Work task:
In the entries that follow, count each line containing "Give" and state the total, nothing more.

Entries provided:
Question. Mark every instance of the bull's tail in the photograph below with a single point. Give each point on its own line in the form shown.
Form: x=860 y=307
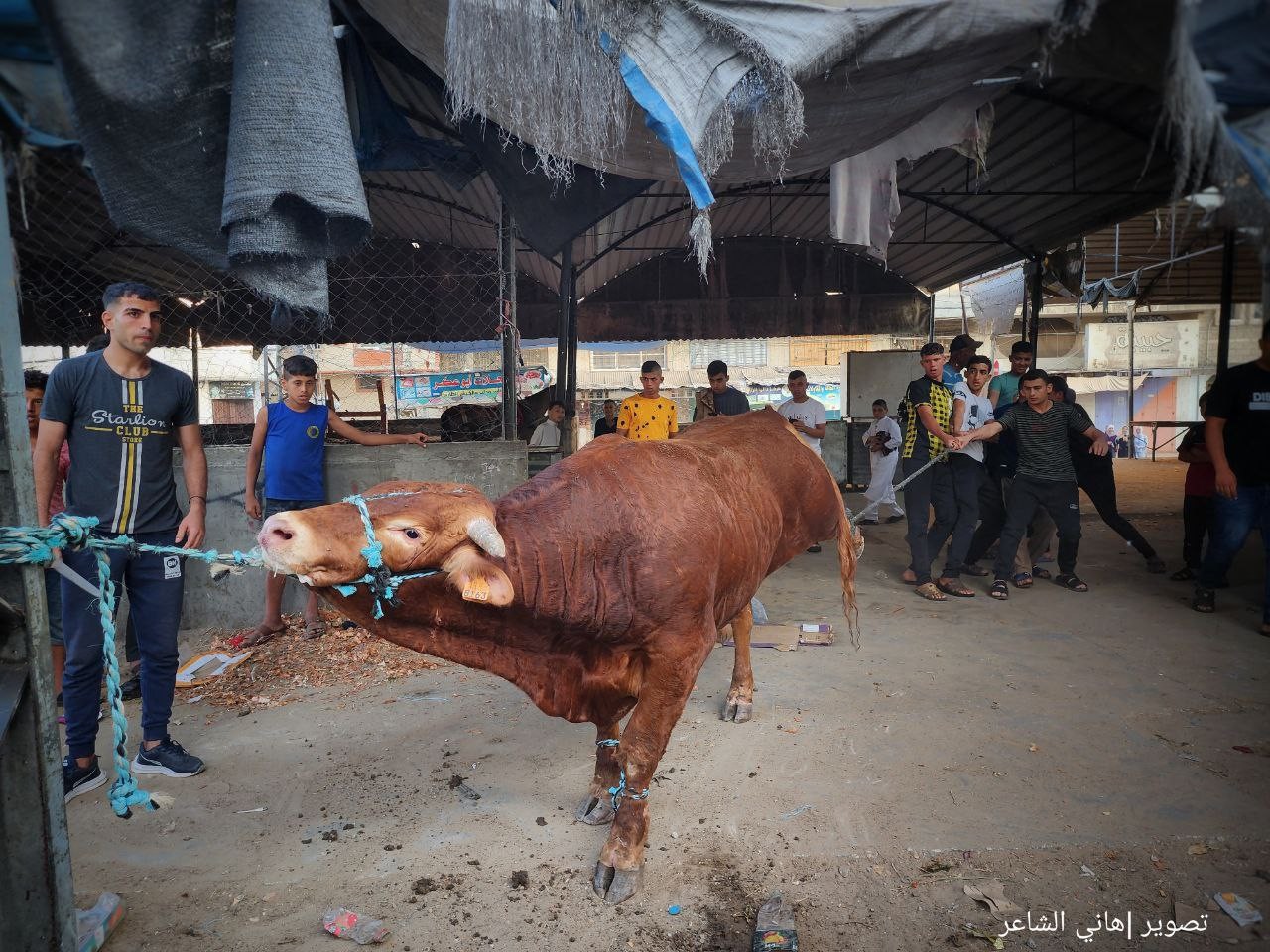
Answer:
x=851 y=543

--

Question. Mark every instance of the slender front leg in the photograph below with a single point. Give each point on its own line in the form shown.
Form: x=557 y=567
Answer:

Answer space:
2